# [DATASET ENTRIES]
-*-*-
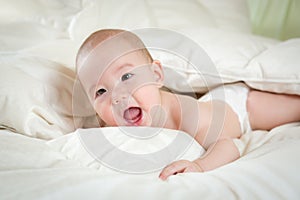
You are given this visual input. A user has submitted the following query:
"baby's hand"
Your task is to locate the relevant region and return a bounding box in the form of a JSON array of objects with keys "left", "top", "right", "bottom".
[{"left": 159, "top": 160, "right": 203, "bottom": 180}]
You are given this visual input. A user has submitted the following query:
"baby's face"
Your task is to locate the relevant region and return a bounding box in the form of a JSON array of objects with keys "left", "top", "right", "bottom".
[{"left": 81, "top": 51, "right": 163, "bottom": 126}]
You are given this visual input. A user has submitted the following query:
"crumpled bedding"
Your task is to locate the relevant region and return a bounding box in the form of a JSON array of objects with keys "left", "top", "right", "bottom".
[
  {"left": 0, "top": 123, "right": 300, "bottom": 200},
  {"left": 0, "top": 0, "right": 300, "bottom": 200}
]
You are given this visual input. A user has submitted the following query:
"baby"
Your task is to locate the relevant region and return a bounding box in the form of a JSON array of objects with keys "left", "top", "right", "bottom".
[{"left": 76, "top": 29, "right": 300, "bottom": 180}]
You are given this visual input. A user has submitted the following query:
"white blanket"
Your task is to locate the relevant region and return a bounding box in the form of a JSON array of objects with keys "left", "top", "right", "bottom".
[
  {"left": 0, "top": 123, "right": 300, "bottom": 200},
  {"left": 0, "top": 0, "right": 300, "bottom": 200}
]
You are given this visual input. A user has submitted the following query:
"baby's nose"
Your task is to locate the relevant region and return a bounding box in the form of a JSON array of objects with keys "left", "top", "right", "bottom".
[{"left": 112, "top": 90, "right": 130, "bottom": 104}]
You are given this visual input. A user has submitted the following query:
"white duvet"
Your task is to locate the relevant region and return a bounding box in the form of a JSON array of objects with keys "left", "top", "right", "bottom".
[{"left": 0, "top": 0, "right": 300, "bottom": 200}]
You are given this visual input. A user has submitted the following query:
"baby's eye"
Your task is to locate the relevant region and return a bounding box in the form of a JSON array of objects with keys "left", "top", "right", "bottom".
[
  {"left": 96, "top": 88, "right": 106, "bottom": 97},
  {"left": 121, "top": 73, "right": 133, "bottom": 81}
]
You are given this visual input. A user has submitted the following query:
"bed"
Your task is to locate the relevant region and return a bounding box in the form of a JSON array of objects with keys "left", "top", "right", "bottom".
[{"left": 0, "top": 0, "right": 300, "bottom": 200}]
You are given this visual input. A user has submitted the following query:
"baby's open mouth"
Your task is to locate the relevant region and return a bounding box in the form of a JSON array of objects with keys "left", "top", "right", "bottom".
[{"left": 123, "top": 107, "right": 143, "bottom": 125}]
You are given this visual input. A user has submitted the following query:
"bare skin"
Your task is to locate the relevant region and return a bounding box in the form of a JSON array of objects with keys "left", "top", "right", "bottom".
[
  {"left": 159, "top": 90, "right": 300, "bottom": 180},
  {"left": 76, "top": 30, "right": 300, "bottom": 180}
]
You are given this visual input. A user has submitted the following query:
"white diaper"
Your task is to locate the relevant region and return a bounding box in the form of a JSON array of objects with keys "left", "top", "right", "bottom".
[{"left": 199, "top": 83, "right": 251, "bottom": 133}]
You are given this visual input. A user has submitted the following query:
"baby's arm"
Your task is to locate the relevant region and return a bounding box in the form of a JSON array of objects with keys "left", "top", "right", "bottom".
[
  {"left": 159, "top": 138, "right": 240, "bottom": 180},
  {"left": 159, "top": 102, "right": 241, "bottom": 180}
]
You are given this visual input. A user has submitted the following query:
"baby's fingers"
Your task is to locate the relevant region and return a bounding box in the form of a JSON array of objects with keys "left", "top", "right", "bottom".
[{"left": 159, "top": 160, "right": 190, "bottom": 180}]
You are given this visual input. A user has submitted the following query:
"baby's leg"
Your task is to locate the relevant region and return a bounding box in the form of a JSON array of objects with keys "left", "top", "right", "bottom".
[{"left": 247, "top": 90, "right": 300, "bottom": 130}]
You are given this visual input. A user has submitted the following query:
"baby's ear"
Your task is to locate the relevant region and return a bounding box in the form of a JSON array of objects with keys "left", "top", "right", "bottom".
[{"left": 152, "top": 60, "right": 164, "bottom": 85}]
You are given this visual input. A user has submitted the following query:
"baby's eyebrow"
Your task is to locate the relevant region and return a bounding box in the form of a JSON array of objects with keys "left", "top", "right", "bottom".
[{"left": 88, "top": 84, "right": 96, "bottom": 95}]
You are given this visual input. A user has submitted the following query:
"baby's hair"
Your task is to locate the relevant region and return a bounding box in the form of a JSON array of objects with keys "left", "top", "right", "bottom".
[{"left": 76, "top": 29, "right": 153, "bottom": 71}]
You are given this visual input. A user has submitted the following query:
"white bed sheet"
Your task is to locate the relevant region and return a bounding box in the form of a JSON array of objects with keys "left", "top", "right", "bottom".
[
  {"left": 0, "top": 123, "right": 300, "bottom": 200},
  {"left": 0, "top": 0, "right": 300, "bottom": 200}
]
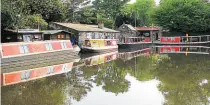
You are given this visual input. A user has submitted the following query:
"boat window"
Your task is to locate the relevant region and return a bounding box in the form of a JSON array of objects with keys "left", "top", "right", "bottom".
[
  {"left": 62, "top": 64, "right": 68, "bottom": 71},
  {"left": 23, "top": 45, "right": 29, "bottom": 53},
  {"left": 61, "top": 42, "right": 67, "bottom": 49},
  {"left": 47, "top": 66, "right": 54, "bottom": 74},
  {"left": 19, "top": 45, "right": 29, "bottom": 54},
  {"left": 107, "top": 41, "right": 111, "bottom": 45},
  {"left": 87, "top": 33, "right": 92, "bottom": 39},
  {"left": 21, "top": 71, "right": 30, "bottom": 80},
  {"left": 45, "top": 43, "right": 53, "bottom": 51},
  {"left": 95, "top": 33, "right": 101, "bottom": 39}
]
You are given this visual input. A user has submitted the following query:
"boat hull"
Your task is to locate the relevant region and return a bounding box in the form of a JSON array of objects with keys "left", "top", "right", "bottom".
[
  {"left": 81, "top": 48, "right": 118, "bottom": 53},
  {"left": 118, "top": 42, "right": 153, "bottom": 49}
]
-*-*-
# [TASK DETAILS]
List every line of the records that contains the word "white", treating uppercase and lowercase letters as distinct.

# [FINAL RESULT]
"white blanket"
"white duvet"
"white diaper"
"white bed sheet"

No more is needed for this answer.